SELECTED EXTRACT:
Saudi Arabia Attempts to Boost Finances Amid Plunging Oil Prices
Finance

Saudi Arabia Attempts to Boost Finances Amid Plunging Oil Prices 

Disagreements over oil price between Saudi Arabia and Russia, along with the outbreak of COVID-19, has turned the Middle East region quite unstable.

Saudi Arabia, world’s largest oil producer, is now marketing a dollar debt offering 5.5-, 10.5-, and 40-year notes, joining the ranks of other Gulf States that recently sold bonds after the COVID-19 pandemic prompted shutdowns and oil prices plummeted. Meanwhile, the debt sales offered by Qatar and Abu Dhabi received strong response from investors. Saudi Arabia raised $5 billion in January via offshore issuance.

Mohammed Al-Jadaan, the Kingdom’s minister of finance, said they may raise an additional $4 billion in international bonds this year. Successful dollar note sales by Indonesia last week and by Malaysian oil giant Petroliam Nasional Bhd this week indicate strong investor appetite for highly-rated issuers.

Many investors are showing interest and are responding to debt sales being marketed by Middle East nations. A huge amount of dollar bond sales has been recorded in recent weeks as borrowers build up cash piles amid the pandemic.

Dataset entries:
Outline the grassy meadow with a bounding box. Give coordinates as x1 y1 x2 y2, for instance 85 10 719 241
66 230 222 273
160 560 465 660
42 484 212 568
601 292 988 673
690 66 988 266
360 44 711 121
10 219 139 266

PROBLEMS TO WORK ON:
a. Answer these from the article on Saudi Arabia's finances:
(i) How much did Saudi Arabia raise in January via offshore issuance?
(ii) Who is the Kingdom's minister of finance?
(iii) Debt sales offered by which two Gulf States received strong response from investors?
b. Please retype the part of the article on Saudi Arabia's finances starting at "Disagreements over oil" and ending at "via offshore issuance.".
c. Write what comes next in the article on Saudi Arabia's finances, picking up after its last sentence.

RESPONSES TO THE EXERCISE:
a.
(i) $5 billion
(ii) Mohammed Al-Jadaan
(iii) Qatar and Abu Dhabi

b.
Disagreements over oil price between Saudi Arabia and Russia, along with the outbreak of COVID-19, has turned the Middle East region quite unstable.

Saudi Arabia, world’s largest oil producer, is now marketing a dollar debt offering 5.5-, 10.5-, and 40-year notes, joining the ranks of other Gulf States that recently sold bonds after the COVID-19 pandemic prompted shutdowns and oil prices plummeted. Meanwhile, the debt sales offered by Qatar and Abu Dhabi received strong response from investors. Saudi Arabia raised $5 billion in January via offshore issuance.

c.
Qatar has raised $10 billion from a Eurobond so far, attracting $45 billion of orders. The world’s largest exporter of liquefied natural gas has offered a premium over its existing bonds, which attracted demand from global investors, while Dubai Financial Market (DFM) index gained 3.5 percent (62 points) to 1,830, and Abu Dhabi Securities Exchange (ADX) rose 6.4 percent to 4,113 points. The rise on ADX comes after Abu Dhabi launched a $7 billion bond issue.

Israel, on the other hand, issued $5 billion including a 30-year portion paying 3.875 percent in the beginning of April.

Saudi Arabia is offering the 40-year tranche at about 5.15 percent. The longest tranche in its January deal was 35 years, which was priced at 3.84 percent.